- Instruction -
Please reproduce the records verbatim, starting at the line that contains "trace blurred green background" and stopping after the final line of the records.

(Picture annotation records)
┄┄┄┄┄┄
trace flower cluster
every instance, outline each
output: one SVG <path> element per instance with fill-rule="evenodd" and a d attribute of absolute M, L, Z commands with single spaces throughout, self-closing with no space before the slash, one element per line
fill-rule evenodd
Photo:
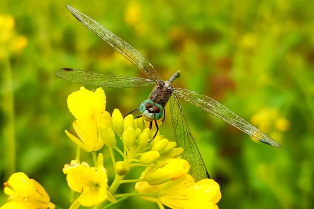
<path fill-rule="evenodd" d="M 149 128 L 142 117 L 134 118 L 131 114 L 123 117 L 118 109 L 110 114 L 105 111 L 105 99 L 101 88 L 90 91 L 84 87 L 68 98 L 68 107 L 76 120 L 73 124 L 74 131 L 66 130 L 65 133 L 79 147 L 91 153 L 94 159 L 92 166 L 77 159 L 64 166 L 69 186 L 79 193 L 71 209 L 81 205 L 101 208 L 105 204 L 108 207 L 131 196 L 156 202 L 162 209 L 164 205 L 174 209 L 218 208 L 219 185 L 209 179 L 195 182 L 189 174 L 189 162 L 180 158 L 183 148 L 177 147 L 175 142 L 170 141 L 159 132 L 154 137 L 155 127 Z M 117 140 L 121 140 L 122 145 Z M 111 184 L 102 152 L 108 151 L 115 172 Z M 116 161 L 114 152 L 122 160 Z M 141 175 L 137 179 L 128 179 L 127 174 L 137 167 L 145 168 Z M 4 208 L 22 203 L 25 206 L 20 208 L 54 208 L 41 186 L 23 173 L 18 173 L 11 177 L 10 186 L 5 189 L 14 203 L 6 204 L 9 207 Z M 119 186 L 126 183 L 136 183 L 135 191 L 117 193 Z M 25 189 L 30 192 L 22 194 Z"/>

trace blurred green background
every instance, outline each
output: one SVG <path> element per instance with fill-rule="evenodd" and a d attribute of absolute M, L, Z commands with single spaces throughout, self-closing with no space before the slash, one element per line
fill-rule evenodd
┄┄┄┄┄┄
- Problem solution -
trace blurred green background
every instance, outline each
output: one SVG <path> element per instance with fill-rule="evenodd" and a d attribute of absolute M, L, Z commands with single spaces throughout, self-closing with no space before the slash, one element per line
fill-rule evenodd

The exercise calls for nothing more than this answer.